● What to do:
Return the entries below word for word. No picture belongs in the copy.

● Data for analysis:

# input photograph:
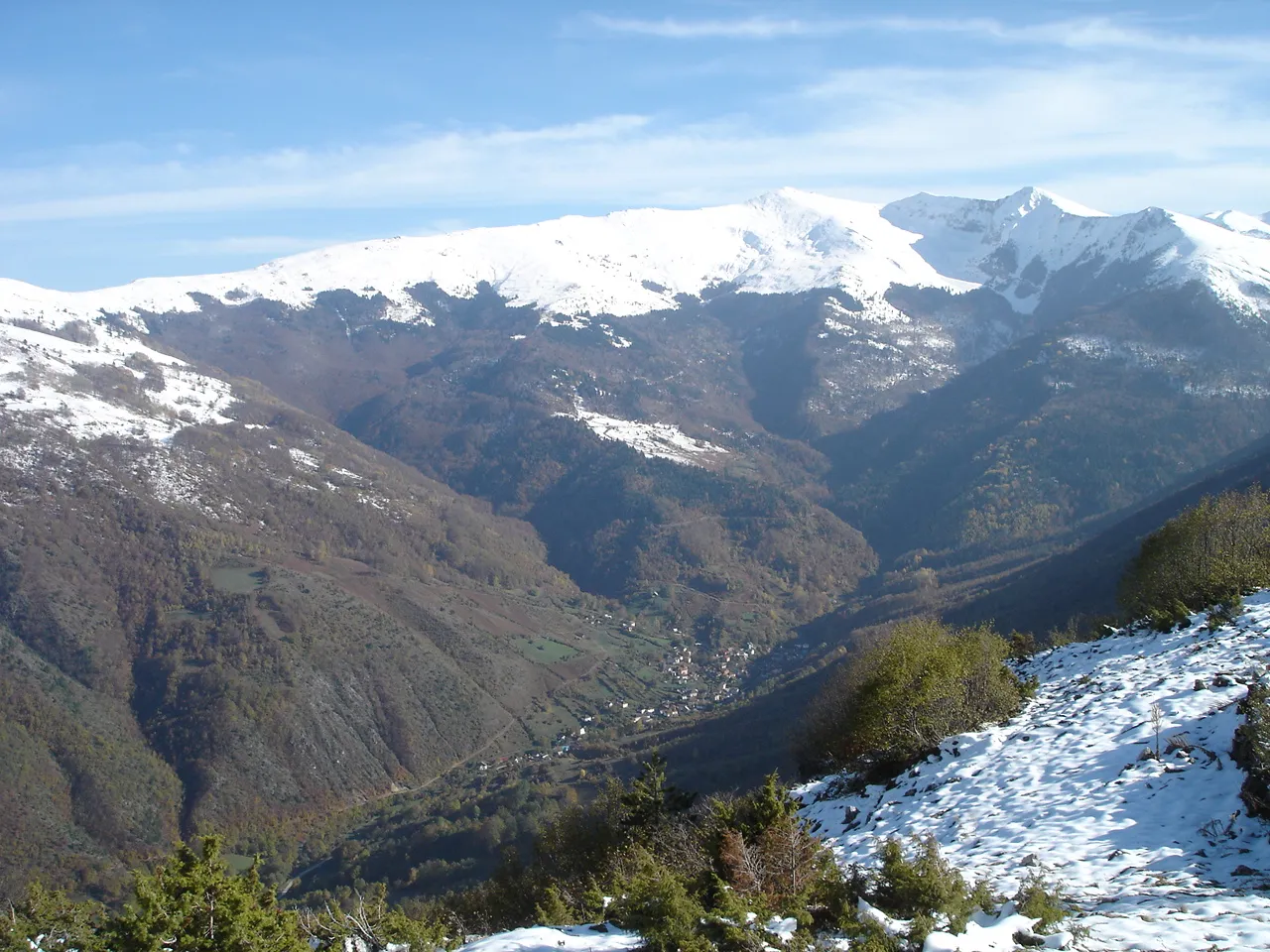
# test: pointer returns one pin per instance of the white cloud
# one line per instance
(255, 245)
(866, 134)
(1087, 35)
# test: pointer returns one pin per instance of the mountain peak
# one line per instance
(1032, 198)
(1242, 222)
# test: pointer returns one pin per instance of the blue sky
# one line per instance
(162, 139)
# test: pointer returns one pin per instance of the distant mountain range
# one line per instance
(784, 241)
(235, 508)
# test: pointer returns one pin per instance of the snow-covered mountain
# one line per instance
(619, 264)
(640, 261)
(1256, 226)
(1156, 853)
(1028, 243)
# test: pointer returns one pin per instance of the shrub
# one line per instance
(1037, 900)
(1251, 751)
(896, 702)
(63, 921)
(657, 904)
(1206, 556)
(194, 902)
(924, 888)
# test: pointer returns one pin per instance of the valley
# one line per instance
(422, 532)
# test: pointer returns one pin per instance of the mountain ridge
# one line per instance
(631, 262)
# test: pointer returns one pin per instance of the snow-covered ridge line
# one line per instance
(1157, 853)
(1016, 245)
(45, 376)
(619, 264)
(653, 439)
(645, 259)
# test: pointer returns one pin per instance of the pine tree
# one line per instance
(652, 797)
(194, 904)
(63, 923)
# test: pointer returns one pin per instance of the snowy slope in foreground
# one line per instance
(56, 384)
(619, 264)
(1147, 848)
(571, 938)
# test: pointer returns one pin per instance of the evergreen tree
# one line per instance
(194, 904)
(652, 797)
(48, 919)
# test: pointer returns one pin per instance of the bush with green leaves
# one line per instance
(1206, 556)
(194, 904)
(63, 921)
(925, 889)
(1251, 751)
(686, 874)
(1038, 900)
(894, 702)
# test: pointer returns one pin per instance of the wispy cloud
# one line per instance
(871, 134)
(253, 245)
(1087, 35)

● Exercise solution:
# input photograph:
# test: pointer returns one pin per instance of the white cloud
# one line per instance
(255, 245)
(866, 134)
(1087, 35)
# test: pointer returns one pin per instance of the mountain peak
# one line per instance
(1032, 198)
(1242, 222)
# test: pointer returns one pin per instance of the blue sky
# one line per instance
(162, 139)
# test: pointer returns one pin per instance of the distant mountain range
# one line per instance
(784, 241)
(235, 508)
# test: pointer returns one pin per instance of the snow-covered mountain
# one line per instance
(619, 264)
(640, 261)
(1256, 226)
(1156, 853)
(1028, 243)
# test: pointer returns one pin per instance of the shrub
# one line per instance
(1037, 900)
(1251, 751)
(896, 702)
(63, 921)
(657, 904)
(1206, 556)
(194, 902)
(924, 888)
# test: pointer returns one pin per instance of the valley
# one line per instance
(422, 532)
# test: pointer returns one pin per instance of the mountain ridge
# one line per instance
(631, 262)
# test: pointer returns one pin per instance of the snow-covered ridge line
# one line per instance
(1157, 853)
(1016, 245)
(45, 376)
(619, 264)
(653, 439)
(645, 259)
# test: pointer returns one pin per instance of the pine tree
# one line per instance
(652, 797)
(194, 904)
(63, 923)
# test: pointer returns one pin per instance of the snowy slope in foreground
# one line per instance
(56, 384)
(619, 264)
(1147, 848)
(571, 938)
# test: pointer returns one pin per instance of the evergreen tree
# one line per instance
(194, 904)
(652, 797)
(48, 919)
# test: pointer returns one pin per instance of the bush with green leaves
# one line per instance
(1206, 556)
(194, 904)
(63, 921)
(925, 889)
(1251, 751)
(686, 874)
(1038, 900)
(894, 702)
# test: pointer returns one pin per instance of the wispy cloud
# one line per instance
(871, 134)
(253, 245)
(1087, 35)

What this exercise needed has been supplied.